• Point labels for objects
****************

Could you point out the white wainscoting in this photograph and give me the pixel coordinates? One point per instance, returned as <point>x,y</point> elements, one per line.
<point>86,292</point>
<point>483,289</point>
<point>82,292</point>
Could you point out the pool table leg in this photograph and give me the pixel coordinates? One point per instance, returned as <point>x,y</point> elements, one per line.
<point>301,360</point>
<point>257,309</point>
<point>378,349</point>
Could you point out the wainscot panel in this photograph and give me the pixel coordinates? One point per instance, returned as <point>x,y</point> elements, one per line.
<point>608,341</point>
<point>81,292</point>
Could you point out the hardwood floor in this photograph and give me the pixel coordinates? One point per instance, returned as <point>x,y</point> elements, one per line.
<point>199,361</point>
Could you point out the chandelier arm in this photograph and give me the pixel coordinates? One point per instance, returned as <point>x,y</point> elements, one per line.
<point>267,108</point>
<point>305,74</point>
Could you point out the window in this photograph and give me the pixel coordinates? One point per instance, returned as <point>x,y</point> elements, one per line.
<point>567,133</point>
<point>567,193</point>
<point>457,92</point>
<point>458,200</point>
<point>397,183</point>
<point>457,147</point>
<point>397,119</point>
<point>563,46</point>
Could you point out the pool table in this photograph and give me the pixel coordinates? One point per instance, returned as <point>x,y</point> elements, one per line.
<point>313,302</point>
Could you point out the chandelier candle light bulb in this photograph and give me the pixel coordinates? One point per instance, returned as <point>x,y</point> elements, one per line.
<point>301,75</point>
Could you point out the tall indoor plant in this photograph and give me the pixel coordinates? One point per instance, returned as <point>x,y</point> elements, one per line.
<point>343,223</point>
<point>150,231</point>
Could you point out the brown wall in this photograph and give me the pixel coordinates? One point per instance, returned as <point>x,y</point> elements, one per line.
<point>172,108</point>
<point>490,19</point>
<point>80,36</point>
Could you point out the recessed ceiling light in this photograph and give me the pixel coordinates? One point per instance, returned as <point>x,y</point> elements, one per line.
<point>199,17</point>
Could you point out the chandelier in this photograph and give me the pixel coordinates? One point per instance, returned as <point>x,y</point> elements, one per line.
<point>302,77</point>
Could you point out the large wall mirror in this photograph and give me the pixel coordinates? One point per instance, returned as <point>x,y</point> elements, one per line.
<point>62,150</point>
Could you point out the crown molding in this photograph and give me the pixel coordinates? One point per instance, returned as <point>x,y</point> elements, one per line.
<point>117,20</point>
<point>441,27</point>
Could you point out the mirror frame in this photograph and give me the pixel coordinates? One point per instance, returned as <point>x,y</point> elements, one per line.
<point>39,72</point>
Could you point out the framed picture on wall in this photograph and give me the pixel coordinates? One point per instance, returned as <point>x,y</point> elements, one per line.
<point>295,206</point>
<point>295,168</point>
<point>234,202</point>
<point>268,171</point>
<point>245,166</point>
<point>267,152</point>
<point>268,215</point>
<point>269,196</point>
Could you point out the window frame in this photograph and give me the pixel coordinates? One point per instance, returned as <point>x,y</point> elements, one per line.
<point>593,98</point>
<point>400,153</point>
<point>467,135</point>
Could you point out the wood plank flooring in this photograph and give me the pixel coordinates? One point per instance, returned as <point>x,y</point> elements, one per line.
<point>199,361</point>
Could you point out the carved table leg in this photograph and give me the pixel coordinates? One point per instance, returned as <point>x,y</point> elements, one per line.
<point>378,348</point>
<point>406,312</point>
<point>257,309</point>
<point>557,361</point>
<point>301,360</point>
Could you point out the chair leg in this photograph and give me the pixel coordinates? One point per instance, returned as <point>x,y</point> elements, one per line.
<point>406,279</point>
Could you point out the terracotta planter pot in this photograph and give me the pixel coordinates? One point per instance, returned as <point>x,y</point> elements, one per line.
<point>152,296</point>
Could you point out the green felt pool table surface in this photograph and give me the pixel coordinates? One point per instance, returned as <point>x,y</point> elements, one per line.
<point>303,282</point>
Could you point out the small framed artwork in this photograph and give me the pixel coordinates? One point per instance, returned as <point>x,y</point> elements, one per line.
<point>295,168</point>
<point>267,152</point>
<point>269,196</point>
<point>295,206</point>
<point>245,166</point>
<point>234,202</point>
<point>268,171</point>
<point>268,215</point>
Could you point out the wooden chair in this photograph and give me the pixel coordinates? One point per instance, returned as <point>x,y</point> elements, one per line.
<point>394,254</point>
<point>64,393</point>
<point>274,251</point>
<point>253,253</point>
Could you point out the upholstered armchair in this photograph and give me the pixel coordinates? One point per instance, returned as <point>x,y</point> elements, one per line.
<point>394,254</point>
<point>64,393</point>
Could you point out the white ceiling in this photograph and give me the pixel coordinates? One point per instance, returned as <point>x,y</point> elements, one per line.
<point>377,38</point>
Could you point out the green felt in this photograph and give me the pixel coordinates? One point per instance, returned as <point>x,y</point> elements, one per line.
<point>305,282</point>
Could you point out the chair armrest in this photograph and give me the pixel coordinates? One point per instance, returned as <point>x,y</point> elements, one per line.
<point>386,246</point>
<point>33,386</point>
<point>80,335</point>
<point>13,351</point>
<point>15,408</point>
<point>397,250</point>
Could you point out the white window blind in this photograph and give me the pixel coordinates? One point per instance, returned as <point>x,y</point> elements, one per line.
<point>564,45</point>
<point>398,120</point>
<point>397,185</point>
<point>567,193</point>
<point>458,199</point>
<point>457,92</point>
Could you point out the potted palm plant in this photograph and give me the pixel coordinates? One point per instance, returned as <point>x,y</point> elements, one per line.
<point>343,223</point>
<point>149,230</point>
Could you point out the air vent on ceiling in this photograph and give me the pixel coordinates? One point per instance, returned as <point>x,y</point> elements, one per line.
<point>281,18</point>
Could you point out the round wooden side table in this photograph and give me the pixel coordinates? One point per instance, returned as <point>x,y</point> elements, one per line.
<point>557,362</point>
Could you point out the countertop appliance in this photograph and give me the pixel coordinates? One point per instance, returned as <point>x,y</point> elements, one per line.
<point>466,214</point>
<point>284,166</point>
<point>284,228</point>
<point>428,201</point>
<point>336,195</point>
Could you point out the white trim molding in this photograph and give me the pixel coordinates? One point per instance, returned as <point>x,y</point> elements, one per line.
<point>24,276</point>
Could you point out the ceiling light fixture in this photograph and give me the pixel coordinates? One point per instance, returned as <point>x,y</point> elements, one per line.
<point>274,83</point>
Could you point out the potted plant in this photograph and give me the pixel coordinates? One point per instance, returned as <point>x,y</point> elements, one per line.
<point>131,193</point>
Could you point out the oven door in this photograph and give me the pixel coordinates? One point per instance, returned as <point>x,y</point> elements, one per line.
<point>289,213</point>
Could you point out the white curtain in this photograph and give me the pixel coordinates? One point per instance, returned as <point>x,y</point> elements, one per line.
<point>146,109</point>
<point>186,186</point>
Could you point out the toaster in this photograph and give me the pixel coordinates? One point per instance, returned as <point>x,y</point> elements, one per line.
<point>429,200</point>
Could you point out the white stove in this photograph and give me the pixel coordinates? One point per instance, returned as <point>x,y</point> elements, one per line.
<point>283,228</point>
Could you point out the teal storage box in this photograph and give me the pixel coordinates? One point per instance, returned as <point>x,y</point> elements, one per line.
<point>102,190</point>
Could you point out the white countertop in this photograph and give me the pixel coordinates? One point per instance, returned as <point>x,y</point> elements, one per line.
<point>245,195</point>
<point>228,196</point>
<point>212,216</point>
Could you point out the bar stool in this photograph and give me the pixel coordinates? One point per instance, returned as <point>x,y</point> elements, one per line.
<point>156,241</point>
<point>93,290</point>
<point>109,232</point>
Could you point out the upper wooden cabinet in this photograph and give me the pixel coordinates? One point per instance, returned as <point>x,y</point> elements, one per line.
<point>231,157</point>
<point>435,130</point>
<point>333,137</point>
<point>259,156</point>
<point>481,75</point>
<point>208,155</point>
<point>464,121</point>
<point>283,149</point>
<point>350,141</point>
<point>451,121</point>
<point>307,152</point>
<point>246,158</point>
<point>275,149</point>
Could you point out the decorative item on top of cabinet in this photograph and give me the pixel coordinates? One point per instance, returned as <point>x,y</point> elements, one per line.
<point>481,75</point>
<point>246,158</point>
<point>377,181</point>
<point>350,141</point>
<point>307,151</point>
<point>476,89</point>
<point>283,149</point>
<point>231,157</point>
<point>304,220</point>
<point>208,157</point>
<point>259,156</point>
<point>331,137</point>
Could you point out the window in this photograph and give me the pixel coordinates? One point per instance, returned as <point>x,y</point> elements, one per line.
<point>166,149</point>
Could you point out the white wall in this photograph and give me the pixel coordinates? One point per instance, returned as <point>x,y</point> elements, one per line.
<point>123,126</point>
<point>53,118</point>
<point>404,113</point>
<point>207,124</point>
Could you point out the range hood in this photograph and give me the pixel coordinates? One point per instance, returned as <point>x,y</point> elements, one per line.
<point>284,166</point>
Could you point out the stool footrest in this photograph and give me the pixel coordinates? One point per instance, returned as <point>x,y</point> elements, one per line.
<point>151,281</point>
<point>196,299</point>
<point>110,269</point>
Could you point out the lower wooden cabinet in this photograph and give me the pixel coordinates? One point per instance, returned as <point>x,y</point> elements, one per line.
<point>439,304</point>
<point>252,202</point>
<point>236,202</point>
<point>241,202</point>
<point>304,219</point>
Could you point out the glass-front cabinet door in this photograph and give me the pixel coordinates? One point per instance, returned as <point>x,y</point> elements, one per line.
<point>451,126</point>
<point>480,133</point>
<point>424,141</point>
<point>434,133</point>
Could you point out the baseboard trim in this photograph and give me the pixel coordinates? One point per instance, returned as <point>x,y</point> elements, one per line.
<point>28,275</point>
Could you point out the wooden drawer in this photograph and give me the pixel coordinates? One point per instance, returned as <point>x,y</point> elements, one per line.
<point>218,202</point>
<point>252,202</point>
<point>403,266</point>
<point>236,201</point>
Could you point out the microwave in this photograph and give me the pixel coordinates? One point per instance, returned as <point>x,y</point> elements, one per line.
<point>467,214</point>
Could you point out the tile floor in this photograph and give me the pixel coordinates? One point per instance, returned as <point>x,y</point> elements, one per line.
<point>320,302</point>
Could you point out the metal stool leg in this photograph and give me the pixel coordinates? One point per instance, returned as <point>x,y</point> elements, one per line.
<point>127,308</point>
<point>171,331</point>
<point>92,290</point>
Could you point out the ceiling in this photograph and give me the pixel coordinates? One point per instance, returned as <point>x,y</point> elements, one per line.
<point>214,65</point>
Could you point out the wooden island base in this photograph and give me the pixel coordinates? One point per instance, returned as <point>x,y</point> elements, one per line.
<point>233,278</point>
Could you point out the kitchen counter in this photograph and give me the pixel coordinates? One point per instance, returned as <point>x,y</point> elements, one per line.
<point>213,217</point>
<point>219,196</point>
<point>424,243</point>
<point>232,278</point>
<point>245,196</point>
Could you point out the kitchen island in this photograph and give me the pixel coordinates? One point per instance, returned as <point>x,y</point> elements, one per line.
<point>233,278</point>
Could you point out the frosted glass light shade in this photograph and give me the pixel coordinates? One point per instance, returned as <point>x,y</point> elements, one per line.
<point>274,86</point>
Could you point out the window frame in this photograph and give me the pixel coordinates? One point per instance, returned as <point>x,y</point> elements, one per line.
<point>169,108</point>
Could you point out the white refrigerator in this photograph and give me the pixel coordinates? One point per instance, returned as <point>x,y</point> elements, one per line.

****************

• REQUIRED TASK
Arrange the lines from the one containing "Could you point out the stool" through the one containing "<point>110,269</point>" as a JSON list of strings, with one string per line and blank lines omitted.

• WRITTEN RESPONSE
[
  "Could you point out the stool footrest in this photograph and give me the pixel coordinates? One point per instance, returned as <point>x,y</point> elements, one per line.",
  "<point>151,281</point>",
  "<point>196,299</point>",
  "<point>110,269</point>"
]